Written problem |
Repeat the passage of the Blake Griffin injury piece that begins with "As good as Blake" and ends with "all very questionable.", replacing "Big Three" with "Top Three".

Provided text |

I’ve developed quite a few nifty stats tools, so let’s not let them go to waste. First, I used my Live Playoff Odds to examine their playoff position before Blake got injured:


odds 2_08

The Clippers, even after Sunday’s debacle, still woke up this morning as favorites for the sixth seed at 49 projected wins and within striking distance of the dogfight for the 4th seed with Houston, Dallas and the lurking Spurs.

How much of a problem does losing Blake cause the Clippers? It’s safe to say he is a pretty good player:

Blake's Ratings
Player Ratings by Category for Blake Griffin thru 02/08/15 (Don’t worry folks, the interactive version of this is coming soon)

(Quick note: The ratings compare the player to his opponents at his position and rates him 0 to 100 based on the percentage of players in the league the player is better than.)

Blake is a world class, high usage, scoring and passing big man. His rebounding is below par and his defense is average but he is good enough at scoring to put him at star level. His overall rating of 75 out of a 100 actually undervalues his contribution. The reason? When you lose a high usage, efficient scorer, the effect is the exact opposite of what happens when you cut Josh Smith. Defenses can now cover everyone else on the team that much tighter. However, I suspect Chris Paul (who is an offensive efficiency machine) will offset this somewhat.

 

As good as Blake is, according to the efficiency numbers, he is really the number 3 of the Clips Big Three (Chris Paul and DeAndre Jordan are 1 and 2). The real problem is that he’s the one that plays the most minutes and the alternatives (Hawes and Davis with a little Udoh thrown in) are all very questionable.

What’s the bottom line? I did some quick math and I got:

Untitled

If we assume Blake’s minutes get split between Jordan, Spencer Hawes, Glenn Davis and Epke Udoh as shown, then the Clippers are about 1.4 points worse per 48.

This assumes part of the minutes are going to Jordan (who’s very good) and to Udoh (who’s biggest selling point is that he’s not Davis or Hawes). If that’s not the case then it could be much, much worse.

Extracted data |
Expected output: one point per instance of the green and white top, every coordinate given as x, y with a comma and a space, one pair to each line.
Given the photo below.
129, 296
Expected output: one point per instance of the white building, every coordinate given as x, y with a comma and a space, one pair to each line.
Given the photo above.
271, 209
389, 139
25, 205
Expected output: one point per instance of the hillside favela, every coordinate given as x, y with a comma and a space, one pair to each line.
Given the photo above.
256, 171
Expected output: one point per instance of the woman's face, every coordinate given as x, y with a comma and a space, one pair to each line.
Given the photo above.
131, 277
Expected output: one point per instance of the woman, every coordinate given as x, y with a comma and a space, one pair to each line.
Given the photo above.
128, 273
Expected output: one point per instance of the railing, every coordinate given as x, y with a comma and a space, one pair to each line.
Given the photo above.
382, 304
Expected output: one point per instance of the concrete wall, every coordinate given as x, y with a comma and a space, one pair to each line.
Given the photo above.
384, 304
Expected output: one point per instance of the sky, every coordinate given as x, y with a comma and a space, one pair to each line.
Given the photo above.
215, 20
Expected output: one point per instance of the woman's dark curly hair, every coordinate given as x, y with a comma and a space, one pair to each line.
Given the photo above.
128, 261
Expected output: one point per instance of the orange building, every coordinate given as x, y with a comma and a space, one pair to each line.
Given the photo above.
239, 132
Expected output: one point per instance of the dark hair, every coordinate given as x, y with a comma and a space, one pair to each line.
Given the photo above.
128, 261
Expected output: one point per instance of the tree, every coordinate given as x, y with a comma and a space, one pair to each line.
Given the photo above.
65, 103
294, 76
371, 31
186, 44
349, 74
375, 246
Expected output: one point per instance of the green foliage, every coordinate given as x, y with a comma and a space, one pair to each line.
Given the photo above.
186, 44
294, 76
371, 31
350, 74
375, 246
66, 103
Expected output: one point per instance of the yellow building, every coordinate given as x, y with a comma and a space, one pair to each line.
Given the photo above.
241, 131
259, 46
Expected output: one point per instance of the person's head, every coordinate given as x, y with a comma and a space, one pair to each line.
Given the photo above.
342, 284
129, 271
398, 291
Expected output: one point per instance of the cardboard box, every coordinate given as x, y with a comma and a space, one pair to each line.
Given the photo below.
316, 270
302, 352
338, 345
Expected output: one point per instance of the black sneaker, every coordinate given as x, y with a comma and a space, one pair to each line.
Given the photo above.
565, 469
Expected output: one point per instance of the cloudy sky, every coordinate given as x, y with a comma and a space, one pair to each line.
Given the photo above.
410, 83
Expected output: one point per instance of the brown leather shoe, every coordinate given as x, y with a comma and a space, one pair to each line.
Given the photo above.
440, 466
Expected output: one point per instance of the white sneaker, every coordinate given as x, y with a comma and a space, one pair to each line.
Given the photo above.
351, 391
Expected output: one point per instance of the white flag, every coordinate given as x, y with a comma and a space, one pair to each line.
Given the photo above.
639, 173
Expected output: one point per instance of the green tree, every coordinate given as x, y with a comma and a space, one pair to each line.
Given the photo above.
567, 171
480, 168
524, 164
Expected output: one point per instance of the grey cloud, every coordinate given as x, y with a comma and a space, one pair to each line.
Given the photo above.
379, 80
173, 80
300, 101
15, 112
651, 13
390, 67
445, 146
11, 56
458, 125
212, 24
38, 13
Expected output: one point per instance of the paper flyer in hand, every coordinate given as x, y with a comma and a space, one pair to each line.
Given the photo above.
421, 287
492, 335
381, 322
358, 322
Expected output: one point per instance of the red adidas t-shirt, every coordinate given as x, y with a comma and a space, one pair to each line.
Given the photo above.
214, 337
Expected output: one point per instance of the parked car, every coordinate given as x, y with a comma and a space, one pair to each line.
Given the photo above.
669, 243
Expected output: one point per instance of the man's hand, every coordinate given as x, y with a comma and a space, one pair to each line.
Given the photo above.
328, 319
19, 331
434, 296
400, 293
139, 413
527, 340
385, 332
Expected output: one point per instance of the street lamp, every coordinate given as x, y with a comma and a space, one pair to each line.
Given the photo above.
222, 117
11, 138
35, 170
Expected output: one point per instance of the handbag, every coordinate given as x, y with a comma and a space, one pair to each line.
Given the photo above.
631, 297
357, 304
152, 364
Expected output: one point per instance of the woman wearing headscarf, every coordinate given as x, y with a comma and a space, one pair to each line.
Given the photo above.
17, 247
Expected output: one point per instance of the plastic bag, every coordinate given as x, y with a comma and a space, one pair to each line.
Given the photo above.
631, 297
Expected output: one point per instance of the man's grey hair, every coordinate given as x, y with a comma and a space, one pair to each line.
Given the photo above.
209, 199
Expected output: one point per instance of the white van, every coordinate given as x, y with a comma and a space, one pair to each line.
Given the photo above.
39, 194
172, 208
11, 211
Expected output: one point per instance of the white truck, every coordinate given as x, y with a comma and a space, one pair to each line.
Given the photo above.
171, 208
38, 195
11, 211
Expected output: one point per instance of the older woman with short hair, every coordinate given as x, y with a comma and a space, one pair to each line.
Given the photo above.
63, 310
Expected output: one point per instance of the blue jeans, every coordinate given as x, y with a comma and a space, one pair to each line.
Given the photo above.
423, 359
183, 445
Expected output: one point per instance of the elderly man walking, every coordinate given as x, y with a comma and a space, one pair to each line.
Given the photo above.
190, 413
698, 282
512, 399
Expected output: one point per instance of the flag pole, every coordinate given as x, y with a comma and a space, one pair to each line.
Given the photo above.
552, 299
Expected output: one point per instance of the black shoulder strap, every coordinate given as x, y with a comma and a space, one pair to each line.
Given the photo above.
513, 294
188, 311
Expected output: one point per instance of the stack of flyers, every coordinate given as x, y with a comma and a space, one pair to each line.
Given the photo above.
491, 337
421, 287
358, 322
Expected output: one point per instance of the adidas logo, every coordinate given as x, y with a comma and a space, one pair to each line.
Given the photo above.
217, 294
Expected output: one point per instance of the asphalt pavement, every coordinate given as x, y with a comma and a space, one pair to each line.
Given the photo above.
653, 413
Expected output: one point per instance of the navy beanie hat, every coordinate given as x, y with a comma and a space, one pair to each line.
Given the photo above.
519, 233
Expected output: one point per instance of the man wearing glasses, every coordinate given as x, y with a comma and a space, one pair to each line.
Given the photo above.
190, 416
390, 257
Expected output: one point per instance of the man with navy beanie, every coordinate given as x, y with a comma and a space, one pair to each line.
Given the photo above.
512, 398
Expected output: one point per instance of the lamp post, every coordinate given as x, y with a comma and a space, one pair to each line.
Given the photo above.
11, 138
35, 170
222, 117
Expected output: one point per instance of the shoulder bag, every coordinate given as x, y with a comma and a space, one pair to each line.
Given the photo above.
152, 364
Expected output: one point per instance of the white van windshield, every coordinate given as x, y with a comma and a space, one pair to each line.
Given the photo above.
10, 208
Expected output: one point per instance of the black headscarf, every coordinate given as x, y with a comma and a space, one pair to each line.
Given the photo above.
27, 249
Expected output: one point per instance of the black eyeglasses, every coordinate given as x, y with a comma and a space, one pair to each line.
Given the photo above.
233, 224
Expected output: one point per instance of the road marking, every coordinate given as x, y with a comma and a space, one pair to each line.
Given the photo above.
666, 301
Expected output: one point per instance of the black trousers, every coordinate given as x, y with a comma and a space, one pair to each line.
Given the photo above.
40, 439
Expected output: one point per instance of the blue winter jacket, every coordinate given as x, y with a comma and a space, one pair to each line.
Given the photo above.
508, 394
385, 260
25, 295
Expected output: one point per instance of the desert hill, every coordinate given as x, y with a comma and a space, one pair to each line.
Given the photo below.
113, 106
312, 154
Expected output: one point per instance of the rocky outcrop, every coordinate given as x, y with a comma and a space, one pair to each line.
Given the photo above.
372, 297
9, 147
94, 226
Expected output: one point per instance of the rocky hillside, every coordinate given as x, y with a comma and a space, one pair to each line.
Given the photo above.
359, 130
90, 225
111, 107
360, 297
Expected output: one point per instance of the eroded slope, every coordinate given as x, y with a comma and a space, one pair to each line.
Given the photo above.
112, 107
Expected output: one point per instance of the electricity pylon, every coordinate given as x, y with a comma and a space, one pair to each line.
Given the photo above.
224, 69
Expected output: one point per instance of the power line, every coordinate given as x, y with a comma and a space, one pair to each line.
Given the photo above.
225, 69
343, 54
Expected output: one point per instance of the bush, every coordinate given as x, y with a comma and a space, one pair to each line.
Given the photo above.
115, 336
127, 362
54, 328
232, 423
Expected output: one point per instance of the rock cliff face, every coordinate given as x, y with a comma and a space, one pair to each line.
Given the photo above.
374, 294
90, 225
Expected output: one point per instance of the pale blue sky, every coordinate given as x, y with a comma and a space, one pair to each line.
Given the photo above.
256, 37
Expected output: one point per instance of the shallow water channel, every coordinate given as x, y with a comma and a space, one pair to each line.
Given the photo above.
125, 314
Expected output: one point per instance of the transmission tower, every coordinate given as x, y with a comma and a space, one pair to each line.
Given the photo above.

Task answer |
As good as Blake is, according to the efficiency numbers, he is really the number 3 of the Clips Top Three (Chris Paul and DeAndre Jordan are 1 and 2). The real problem is that he’s the one that plays the most minutes and the alternatives (Hawes and Davis with a little Udoh thrown in) are all very questionable.